» **EXERCISE AIM**
Your reply must contain exactly the lines running from the one with "[[1056, 268], [443, 102], [543, 180], [391, 646]]" to the last line of the entries below, both included, and no other lines.

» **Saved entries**
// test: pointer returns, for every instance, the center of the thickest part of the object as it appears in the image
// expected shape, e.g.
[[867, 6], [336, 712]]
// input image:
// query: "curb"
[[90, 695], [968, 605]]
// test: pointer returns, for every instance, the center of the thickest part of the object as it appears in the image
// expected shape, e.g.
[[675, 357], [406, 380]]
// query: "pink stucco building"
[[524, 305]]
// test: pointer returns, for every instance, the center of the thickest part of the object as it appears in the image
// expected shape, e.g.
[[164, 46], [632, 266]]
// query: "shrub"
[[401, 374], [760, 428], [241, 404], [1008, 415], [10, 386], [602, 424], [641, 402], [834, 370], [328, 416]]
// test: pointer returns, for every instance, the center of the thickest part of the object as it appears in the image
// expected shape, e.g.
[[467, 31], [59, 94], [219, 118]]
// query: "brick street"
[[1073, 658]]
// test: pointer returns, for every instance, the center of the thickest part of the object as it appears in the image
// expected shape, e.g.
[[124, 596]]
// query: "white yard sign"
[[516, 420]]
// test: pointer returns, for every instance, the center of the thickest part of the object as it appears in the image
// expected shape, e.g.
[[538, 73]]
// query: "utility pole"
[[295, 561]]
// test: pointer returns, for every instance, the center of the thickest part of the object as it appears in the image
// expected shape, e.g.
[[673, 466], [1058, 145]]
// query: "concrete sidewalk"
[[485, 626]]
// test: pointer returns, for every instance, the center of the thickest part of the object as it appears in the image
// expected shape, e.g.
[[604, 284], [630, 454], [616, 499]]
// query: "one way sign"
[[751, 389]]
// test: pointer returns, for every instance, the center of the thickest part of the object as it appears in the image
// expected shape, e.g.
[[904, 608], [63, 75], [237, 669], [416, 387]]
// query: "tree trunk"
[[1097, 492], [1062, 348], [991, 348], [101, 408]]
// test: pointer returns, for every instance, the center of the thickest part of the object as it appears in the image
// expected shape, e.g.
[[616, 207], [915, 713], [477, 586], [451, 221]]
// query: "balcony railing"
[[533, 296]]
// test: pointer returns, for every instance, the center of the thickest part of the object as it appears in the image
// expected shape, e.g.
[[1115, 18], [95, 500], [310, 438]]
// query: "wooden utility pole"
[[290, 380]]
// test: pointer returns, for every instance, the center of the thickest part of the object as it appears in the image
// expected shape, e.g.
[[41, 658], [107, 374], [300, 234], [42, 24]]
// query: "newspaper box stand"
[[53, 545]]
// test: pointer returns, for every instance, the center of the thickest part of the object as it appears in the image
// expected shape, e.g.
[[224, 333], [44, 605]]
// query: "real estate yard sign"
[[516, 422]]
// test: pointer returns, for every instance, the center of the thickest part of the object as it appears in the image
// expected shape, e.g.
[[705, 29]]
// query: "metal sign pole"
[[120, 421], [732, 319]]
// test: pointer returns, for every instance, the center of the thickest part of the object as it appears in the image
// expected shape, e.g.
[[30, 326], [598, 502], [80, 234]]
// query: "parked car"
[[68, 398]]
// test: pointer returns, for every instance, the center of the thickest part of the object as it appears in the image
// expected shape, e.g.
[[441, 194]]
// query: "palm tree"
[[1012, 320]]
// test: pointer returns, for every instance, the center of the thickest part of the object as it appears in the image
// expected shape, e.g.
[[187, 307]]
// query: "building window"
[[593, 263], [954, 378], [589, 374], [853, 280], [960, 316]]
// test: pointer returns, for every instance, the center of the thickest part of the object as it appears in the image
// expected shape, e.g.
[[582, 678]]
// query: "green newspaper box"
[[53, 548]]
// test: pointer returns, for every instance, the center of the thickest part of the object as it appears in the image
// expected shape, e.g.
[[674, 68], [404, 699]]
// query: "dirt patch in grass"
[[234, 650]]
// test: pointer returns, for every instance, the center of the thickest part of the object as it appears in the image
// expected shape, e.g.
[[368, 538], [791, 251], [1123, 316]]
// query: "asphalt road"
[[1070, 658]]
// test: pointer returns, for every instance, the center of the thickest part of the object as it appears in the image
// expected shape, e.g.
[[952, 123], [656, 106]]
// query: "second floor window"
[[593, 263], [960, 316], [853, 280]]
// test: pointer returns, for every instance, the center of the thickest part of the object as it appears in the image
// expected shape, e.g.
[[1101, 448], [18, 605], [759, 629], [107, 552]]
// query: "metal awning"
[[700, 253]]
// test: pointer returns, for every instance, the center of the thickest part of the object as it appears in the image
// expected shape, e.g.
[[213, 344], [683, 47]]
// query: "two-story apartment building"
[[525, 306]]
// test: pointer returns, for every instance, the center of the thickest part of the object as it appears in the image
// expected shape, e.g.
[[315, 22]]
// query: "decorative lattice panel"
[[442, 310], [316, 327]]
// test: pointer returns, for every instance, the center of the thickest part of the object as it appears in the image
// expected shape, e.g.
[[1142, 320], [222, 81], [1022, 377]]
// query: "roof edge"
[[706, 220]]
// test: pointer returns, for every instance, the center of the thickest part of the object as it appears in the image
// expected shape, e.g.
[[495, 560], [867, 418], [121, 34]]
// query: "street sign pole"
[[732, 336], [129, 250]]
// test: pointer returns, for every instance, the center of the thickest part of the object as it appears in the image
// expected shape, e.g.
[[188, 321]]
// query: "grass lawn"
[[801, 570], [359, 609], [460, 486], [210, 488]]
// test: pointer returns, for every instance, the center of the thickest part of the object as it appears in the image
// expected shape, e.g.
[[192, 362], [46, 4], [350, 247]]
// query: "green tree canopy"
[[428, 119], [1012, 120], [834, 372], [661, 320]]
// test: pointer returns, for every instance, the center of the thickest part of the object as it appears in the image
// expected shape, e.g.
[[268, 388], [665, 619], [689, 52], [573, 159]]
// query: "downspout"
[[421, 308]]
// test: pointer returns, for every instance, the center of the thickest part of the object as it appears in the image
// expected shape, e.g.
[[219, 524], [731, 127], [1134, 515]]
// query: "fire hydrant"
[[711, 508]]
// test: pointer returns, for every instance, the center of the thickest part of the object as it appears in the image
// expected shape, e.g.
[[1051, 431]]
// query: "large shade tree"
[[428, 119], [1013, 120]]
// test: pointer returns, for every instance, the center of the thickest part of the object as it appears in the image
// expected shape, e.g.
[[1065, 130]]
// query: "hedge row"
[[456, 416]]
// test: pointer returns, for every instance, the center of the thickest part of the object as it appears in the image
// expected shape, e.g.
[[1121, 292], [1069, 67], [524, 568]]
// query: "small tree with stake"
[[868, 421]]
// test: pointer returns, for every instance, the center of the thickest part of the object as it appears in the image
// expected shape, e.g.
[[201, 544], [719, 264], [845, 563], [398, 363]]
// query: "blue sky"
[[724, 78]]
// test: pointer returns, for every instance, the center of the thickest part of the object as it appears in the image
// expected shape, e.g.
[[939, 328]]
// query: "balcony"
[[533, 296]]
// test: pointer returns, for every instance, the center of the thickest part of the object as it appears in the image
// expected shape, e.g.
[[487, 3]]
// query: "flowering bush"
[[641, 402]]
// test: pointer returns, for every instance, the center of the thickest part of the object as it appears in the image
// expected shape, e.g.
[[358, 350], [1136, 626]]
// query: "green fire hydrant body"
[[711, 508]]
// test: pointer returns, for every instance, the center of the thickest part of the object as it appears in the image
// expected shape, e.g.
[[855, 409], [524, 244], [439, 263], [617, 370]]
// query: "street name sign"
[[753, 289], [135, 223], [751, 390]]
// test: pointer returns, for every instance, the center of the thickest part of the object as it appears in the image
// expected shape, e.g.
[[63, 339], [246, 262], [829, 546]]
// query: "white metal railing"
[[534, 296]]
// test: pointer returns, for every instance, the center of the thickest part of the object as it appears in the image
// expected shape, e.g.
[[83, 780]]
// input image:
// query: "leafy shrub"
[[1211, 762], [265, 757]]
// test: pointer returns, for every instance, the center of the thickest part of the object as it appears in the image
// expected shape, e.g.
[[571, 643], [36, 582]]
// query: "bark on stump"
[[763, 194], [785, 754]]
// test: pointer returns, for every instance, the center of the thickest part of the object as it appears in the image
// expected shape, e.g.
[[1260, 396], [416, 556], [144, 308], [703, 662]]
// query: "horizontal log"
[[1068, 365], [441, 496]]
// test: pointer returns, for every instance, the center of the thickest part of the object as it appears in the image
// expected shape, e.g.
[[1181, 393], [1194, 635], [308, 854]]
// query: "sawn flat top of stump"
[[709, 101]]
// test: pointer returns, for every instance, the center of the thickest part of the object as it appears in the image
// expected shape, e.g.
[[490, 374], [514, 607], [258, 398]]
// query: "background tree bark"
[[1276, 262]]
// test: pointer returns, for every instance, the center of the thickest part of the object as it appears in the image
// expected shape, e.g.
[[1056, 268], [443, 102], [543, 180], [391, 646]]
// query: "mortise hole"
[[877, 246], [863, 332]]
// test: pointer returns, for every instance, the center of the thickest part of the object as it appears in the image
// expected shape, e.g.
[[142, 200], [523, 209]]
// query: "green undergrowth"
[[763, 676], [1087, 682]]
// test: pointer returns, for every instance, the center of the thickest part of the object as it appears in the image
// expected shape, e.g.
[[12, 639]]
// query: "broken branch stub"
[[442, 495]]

» **ANSWER TO THE PROBLEM**
[[1056, 268], [443, 102], [543, 180], [391, 646]]
// query: "mortise hole"
[[877, 246], [863, 332]]
// test: pointer returns, for every instance, the center of the thickest part of the object as it appears in the image
// expected shape, e.g.
[[142, 200], [523, 209]]
// query: "green undergrowth"
[[763, 676], [1087, 682]]
// test: pointer returns, for every instance, the center of the thickest part of the object as it appears in the image
// expected shape, e.g.
[[12, 639]]
// query: "broken branch stub"
[[442, 495]]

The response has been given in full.